Dataset excerpts
═══

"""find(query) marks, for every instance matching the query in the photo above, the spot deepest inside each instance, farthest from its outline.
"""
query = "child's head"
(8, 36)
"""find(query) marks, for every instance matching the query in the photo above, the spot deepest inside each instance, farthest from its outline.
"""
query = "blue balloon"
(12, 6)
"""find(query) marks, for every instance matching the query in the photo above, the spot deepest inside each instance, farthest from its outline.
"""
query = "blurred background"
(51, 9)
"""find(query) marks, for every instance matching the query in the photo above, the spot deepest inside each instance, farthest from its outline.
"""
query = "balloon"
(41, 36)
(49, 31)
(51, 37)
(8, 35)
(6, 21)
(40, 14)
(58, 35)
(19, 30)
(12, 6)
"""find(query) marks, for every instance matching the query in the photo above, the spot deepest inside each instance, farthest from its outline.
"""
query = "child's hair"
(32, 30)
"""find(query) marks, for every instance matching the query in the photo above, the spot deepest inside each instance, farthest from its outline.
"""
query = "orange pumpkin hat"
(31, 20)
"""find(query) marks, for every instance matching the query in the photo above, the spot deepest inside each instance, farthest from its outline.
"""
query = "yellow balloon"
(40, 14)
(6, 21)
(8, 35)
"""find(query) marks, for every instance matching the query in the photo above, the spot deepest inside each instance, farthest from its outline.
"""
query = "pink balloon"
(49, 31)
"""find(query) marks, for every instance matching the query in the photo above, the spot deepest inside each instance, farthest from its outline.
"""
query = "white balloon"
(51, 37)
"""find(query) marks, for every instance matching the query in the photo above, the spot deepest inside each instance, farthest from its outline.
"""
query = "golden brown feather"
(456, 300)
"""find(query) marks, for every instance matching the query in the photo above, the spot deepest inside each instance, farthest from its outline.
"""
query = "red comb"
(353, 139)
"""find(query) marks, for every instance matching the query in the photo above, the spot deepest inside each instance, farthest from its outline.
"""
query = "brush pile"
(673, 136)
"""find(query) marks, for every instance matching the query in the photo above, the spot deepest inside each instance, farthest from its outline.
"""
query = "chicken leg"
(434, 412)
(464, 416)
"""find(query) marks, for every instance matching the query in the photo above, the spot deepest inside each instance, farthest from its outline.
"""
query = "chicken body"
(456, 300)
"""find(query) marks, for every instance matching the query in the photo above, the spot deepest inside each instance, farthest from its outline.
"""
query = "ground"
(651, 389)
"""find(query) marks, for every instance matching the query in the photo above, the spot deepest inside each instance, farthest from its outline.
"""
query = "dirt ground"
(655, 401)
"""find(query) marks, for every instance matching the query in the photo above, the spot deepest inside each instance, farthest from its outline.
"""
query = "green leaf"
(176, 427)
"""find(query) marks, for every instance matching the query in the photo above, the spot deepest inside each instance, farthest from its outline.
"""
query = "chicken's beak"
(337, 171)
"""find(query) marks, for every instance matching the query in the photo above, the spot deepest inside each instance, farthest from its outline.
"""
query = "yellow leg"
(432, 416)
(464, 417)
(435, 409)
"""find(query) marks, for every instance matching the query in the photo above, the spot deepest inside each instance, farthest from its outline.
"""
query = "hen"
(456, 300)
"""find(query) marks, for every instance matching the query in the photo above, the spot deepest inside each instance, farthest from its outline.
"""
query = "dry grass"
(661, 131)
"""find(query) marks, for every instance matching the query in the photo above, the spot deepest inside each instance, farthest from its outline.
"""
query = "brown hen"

═══

DIRECTIONS — Your answer must be every record above, repeated exactly.

EXERCISE OUTPUT —
"""find(query) marks, for every instance matching the query in the photo above, the spot deepest inside each instance, farthest from its outline.
"""
query = "child's head"
(8, 36)
"""find(query) marks, for every instance matching the query in the photo above, the spot deepest inside each instance, farthest from its outline.
"""
query = "blue balloon"
(12, 6)
"""find(query) marks, for every instance matching the query in the photo above, the spot deepest inside each instance, farthest from its outline.
"""
query = "blurred background"
(51, 9)
"""find(query) marks, for every instance matching the query in the photo above, the spot deepest inside each instance, farthest from its outline.
"""
query = "balloon"
(41, 36)
(49, 31)
(51, 37)
(8, 35)
(6, 21)
(40, 14)
(58, 35)
(19, 30)
(12, 6)
"""find(query) marks, for every instance matching the query in the photo above, the spot deepest inside each instance, farthest from its outline.
"""
query = "child's hair"
(32, 30)
"""find(query) marks, for every instance matching the query in the photo above, the spot deepest inside each instance, farthest from its outline.
"""
query = "orange pumpkin hat"
(31, 20)
"""find(query) marks, for every instance matching the query in the photo above, the spot deepest inside each instance, farthest from its outline.
"""
query = "yellow balloon"
(40, 14)
(6, 21)
(8, 35)
"""find(query) marks, for every instance matching the query in the photo above, the spot deepest inside each instance, farthest from its outline.
"""
query = "pink balloon"
(49, 31)
"""find(query) marks, for every instance matching the query in the photo above, the spot deepest inside each instance, farthest from its outline.
"""
query = "white balloon"
(51, 37)
"""find(query) marks, for every instance matching the query in the photo above, the spot deepest inside each instance, farthest from its outline.
"""
query = "golden brown feather"
(456, 300)
"""find(query) marks, for every instance matching the query in the photo above, the spot deepest inside each instance, farthest from its outline.
"""
query = "red comb"
(353, 139)
"""find(query) marks, for every instance matching the query in the photo above, the spot deepest inside each instance, farthest from its outline.
"""
query = "brush pile"
(673, 136)
"""find(query) marks, for every instance matching the query in the photo above, the spot deepest inside each instance, farthest from its outline.
"""
query = "chicken leg"
(434, 412)
(464, 416)
"""find(query) marks, for every instance matching the query in the photo above, the spot deepest inside each instance, farthest from its outline.
"""
query = "chicken body"
(456, 300)
"""find(query) marks, for every instance matching the query in the photo above, the spot deepest inside each instance, farthest from its outline.
"""
query = "ground"
(651, 389)
"""find(query) marks, for every instance matching the query in the photo above, the spot deepest inside each instance, farthest from its outline.
"""
query = "dirt ground"
(655, 401)
"""find(query) marks, for every instance matching the query in the photo above, the spot deepest inside each instance, farthest from its outline.
"""
query = "green leaf"
(176, 427)
"""find(query) marks, for every instance matching the query in the photo above, the spot deepest inside each instance, farthest from its outline.
"""
query = "chicken's beak"
(337, 171)
"""find(query) marks, for every instance matching the query in the photo above, the spot deepest inside each instance, farthest from its outline.
"""
query = "yellow leg"
(432, 416)
(464, 417)
(435, 409)
"""find(query) marks, for every instance matching the query in the photo above, the spot deepest inside each instance, farthest from its outline.
"""
query = "hen"
(456, 300)
"""find(query) marks, for every instance matching the query in the photo above, the spot deepest inside each instance, farthest from its outline.
"""
query = "dry grass"
(661, 131)
"""find(query) marks, for every instance matching the query in the photo above, the spot deepest inside each instance, farthest from its outline.
"""
query = "brown hen"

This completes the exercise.